§ **WHAT IS REQUIRED**:
Take the entries below and print, exactly, the stretch from the line containing "Target: stone wall" through the line containing "Pass-network tagging: label the red", both included.

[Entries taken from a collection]

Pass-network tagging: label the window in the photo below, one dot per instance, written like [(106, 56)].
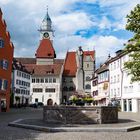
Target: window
[(88, 86), (118, 63), (33, 80), (4, 64), (114, 65), (87, 65), (37, 80), (111, 67), (87, 78), (1, 43), (3, 84), (46, 80), (50, 90), (71, 88), (17, 82), (54, 80), (17, 91), (65, 89), (50, 80), (37, 90), (42, 80), (118, 92)]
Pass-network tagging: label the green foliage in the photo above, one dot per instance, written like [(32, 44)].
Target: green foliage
[(133, 46)]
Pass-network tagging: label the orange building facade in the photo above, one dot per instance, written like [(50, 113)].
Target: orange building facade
[(6, 57)]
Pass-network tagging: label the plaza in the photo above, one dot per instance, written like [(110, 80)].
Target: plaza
[(14, 133)]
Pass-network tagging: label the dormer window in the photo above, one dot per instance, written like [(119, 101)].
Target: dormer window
[(1, 43)]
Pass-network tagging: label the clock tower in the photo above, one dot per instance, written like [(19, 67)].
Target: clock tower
[(46, 31)]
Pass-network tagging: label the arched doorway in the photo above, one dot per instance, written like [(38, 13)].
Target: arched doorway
[(50, 102)]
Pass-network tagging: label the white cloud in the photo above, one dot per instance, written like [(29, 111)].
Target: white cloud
[(24, 18), (70, 23)]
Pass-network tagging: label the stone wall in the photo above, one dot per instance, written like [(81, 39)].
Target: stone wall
[(80, 115)]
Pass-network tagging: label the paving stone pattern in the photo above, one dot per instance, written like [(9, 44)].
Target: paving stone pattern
[(12, 133)]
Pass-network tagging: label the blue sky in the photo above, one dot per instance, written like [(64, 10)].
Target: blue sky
[(93, 24)]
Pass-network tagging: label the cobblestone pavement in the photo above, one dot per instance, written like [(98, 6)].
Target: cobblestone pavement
[(12, 133)]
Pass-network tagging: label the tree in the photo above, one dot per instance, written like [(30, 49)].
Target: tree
[(133, 45)]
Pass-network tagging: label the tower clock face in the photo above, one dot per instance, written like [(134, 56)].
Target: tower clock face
[(46, 34)]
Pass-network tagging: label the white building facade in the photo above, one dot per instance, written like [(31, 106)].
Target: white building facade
[(21, 80), (130, 90), (45, 89), (121, 87)]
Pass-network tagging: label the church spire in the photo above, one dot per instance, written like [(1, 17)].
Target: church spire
[(46, 30)]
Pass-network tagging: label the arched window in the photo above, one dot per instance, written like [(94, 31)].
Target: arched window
[(88, 86), (87, 78)]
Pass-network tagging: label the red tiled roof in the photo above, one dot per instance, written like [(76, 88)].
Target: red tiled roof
[(91, 53), (26, 60), (44, 70), (45, 49), (41, 70), (70, 66)]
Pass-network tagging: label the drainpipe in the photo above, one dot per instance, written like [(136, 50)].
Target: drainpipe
[(121, 79)]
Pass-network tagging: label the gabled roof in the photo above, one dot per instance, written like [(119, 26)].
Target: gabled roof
[(89, 53), (47, 17), (70, 66), (45, 49), (41, 70), (44, 70)]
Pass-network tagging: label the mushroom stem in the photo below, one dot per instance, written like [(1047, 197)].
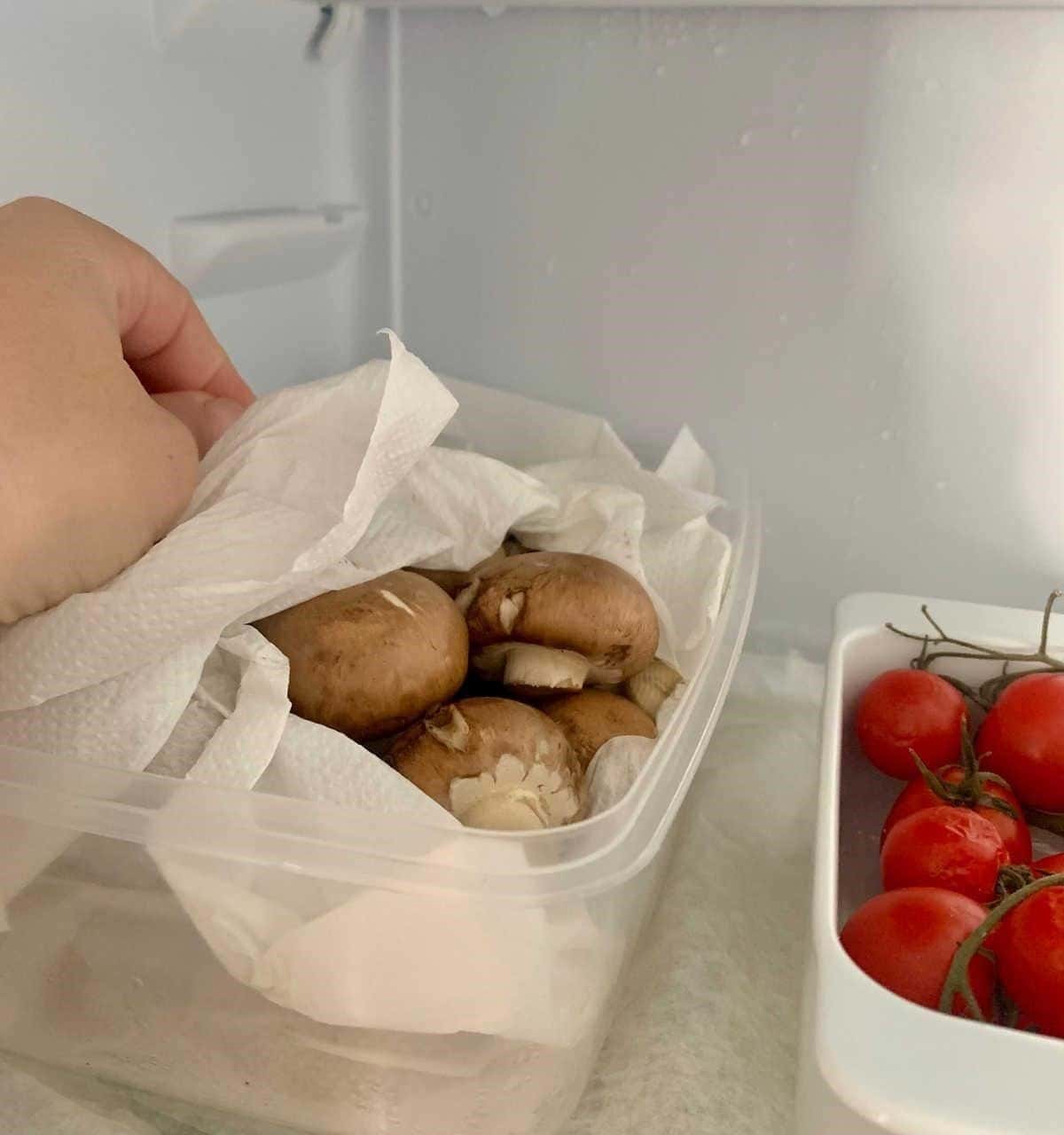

§ **EXERCISE ANSWER**:
Target: stone wall
[(80, 115)]
Pass-network tagging: label the paving stone pattern in the photo above, one dot per instance, written like [(9, 44)].
Target: paving stone pattern
[(12, 133)]
Pass-network tagging: label the blue sky in the photo above, one dot per instance, written like [(64, 10)].
Target: blue sky
[(93, 24)]
Pass-network tagging: label the cobblestone pavement in the photo above, one dot per instance, written like [(98, 6)].
Target: cobblestone pavement
[(12, 133)]
Pass-network tagging: label the tree in the photo above, one dot per instance, written like [(30, 49)].
Target: tree
[(133, 45)]
Pass-network tagging: label the tower clock face in the photo above, one dot per instance, written like [(134, 56)].
Target: tower clock face
[(46, 34)]
Pass-network tagging: label the white building facade in the photo above, one dot per instance, written like [(31, 106)].
Target: white building facade
[(21, 80), (130, 90), (45, 89), (121, 87)]
Pass-network tagging: label the church spire in the photo above, one dot per instance, written like [(1, 17)].
Target: church spire
[(46, 30)]
Pass-network tagging: label the arched window in the photo above, one dot per instance, written like [(94, 31)].
Target: arched window
[(88, 86), (87, 78)]
Pass-network tagging: label the red tiled roof in the photo above, one dot per instance, written like [(76, 88)].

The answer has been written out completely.